## REQUESTS
(A) In the bike polo text, where did the players get the wood for the partition that divides the courts in half?
(B) Continue the bike polo piece from its final sentence.

## SOURCE
>> start
It’s not unlike the movie “Sandlot.” Instead of PF Flyers, there are bicycles. Baseball bats are traded in for homemade mallets. And Tecate and Pabst take the place of soda pop. The attitude, the camaraderie, however, is all the same. “Find a decommissioned tennis court,” says veteran player and organizer Keith Evans. “We all show up, throw in, just like pick-up basketball.”
By three o’clock, two bike polo games are in full swing with about ten onlookers hanging around the tennis courts in Garfield Park. About two years ago, with permission from the Park District, Evans and company fixed a wooden border around the base of the tennis-court fencing. The wood acts much the way the walls at hockey rinks do. This year, they acquired wood from the Rebuild Exchange and built a partition dividing the courts in half, allowing for two games at a time. Three players per side ride around on single-speed bikes, yelling, “Coming to ya!” or “Left! Left!” and finally “Goal!” The teams return to their sides and tap mallets with one another in congratulations, the polo version of football or baskteball’s butt-tap.
>> end
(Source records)
>> start
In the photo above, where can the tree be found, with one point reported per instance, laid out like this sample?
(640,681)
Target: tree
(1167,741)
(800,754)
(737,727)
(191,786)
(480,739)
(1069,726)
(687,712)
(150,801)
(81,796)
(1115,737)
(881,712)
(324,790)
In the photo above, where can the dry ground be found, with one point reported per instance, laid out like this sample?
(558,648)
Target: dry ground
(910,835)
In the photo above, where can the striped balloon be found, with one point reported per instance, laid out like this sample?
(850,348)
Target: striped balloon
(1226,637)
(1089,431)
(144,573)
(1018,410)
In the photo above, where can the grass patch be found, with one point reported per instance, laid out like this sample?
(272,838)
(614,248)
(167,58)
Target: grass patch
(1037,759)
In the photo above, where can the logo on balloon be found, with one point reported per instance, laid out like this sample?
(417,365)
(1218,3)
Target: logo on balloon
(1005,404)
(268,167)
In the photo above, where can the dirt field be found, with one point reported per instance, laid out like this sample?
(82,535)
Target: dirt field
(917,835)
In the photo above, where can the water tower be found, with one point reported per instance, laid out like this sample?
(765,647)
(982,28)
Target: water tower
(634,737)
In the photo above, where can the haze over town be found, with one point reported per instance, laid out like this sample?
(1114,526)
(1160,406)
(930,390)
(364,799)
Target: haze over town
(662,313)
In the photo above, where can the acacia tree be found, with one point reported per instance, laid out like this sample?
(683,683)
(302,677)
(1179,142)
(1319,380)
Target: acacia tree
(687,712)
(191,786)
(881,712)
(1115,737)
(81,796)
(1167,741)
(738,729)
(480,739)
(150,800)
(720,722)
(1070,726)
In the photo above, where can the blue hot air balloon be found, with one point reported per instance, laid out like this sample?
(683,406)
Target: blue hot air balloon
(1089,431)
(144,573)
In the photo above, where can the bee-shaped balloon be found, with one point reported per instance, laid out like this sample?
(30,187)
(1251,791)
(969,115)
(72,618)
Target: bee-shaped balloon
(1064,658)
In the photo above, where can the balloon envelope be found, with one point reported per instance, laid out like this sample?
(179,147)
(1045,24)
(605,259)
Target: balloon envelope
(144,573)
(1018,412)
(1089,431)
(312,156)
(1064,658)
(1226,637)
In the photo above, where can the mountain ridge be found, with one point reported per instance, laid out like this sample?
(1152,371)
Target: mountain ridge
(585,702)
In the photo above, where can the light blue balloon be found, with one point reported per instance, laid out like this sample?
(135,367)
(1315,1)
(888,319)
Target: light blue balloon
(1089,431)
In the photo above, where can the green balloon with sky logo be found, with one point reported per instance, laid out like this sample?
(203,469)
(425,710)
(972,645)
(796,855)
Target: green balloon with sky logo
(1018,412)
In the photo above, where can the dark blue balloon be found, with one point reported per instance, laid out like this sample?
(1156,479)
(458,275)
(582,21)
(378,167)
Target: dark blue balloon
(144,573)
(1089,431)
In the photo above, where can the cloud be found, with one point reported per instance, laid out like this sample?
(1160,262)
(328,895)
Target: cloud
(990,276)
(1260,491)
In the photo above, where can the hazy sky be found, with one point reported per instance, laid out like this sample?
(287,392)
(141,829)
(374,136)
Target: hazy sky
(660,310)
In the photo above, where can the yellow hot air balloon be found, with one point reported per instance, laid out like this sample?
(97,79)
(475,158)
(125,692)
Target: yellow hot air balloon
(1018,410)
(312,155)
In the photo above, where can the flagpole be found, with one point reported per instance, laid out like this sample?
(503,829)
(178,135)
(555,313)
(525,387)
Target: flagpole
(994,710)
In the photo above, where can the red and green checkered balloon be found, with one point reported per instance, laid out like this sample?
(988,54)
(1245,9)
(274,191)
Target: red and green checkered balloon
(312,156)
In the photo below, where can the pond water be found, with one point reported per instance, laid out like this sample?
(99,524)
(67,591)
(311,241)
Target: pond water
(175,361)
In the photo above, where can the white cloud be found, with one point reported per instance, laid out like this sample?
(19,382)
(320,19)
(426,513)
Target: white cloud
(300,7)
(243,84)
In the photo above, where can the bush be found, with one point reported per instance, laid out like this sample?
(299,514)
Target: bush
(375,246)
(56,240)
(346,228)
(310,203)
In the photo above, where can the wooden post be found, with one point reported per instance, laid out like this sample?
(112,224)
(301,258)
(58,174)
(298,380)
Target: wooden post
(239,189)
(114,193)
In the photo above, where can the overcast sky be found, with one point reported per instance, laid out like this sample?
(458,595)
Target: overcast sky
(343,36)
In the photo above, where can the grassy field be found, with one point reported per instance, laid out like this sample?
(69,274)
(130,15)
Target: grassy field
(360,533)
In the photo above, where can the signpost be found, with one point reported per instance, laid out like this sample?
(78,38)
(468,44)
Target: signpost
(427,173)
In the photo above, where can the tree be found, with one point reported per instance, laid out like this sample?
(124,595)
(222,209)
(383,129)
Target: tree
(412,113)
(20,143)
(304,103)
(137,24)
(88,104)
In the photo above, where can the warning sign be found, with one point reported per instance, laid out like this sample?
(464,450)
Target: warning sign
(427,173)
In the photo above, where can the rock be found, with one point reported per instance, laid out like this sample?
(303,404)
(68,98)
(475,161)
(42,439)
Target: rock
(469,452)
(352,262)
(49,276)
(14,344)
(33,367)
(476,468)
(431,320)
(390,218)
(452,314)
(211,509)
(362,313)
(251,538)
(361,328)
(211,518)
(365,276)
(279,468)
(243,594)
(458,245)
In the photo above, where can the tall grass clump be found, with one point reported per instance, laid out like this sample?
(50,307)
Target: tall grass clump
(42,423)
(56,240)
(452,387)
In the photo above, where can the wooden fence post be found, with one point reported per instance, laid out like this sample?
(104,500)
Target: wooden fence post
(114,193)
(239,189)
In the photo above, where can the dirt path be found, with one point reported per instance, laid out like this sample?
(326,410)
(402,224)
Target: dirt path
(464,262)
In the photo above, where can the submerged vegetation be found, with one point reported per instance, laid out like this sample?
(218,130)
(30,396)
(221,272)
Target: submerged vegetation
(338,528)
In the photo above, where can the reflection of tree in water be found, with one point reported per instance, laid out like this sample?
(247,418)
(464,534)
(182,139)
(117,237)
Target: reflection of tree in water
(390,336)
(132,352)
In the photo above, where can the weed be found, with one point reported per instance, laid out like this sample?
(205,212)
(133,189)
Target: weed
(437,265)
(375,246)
>> end
## THE ANSWERS
(A) The Rebuild Exchange.

(B)
Though the core group of Chicago bike-polo players tries to play year round—“We played on a day that ended up being eighteen below, just bundled up and riding in circles so that you’d get warm,” says Evans—today is the semi-official opening day. Mixed in with the veterans are friends and complete strangers, all welcomed equally. The group has built several “loaner bikes” for newcomers that don’t want to risk damaging their own rides. A mash of random parts, but aside from the occasional broken saddle, these bikes work.
A tall kid with glasses walks the perimeter of the court. He stands at the entrance as one game slowly winds down. Ben, one of the organizers, comes up to the new kid. He’s got some blood on his forearm and a bandage on his hand. His other is holding a Pabst. “You play yet?” he asks the kid.
“I don’t think you’ve got a frame that fits me,” the new kid answers.
“None of the frames fit. That’s how it works.”
Ben leads the kid into the courts, and they outfit him with a bike and mallet. Someone yells, “Three! Two! One! Polo!” and the game begins. After a few minutes and maybe a few falls, his nerves are gone and it’s all smiles.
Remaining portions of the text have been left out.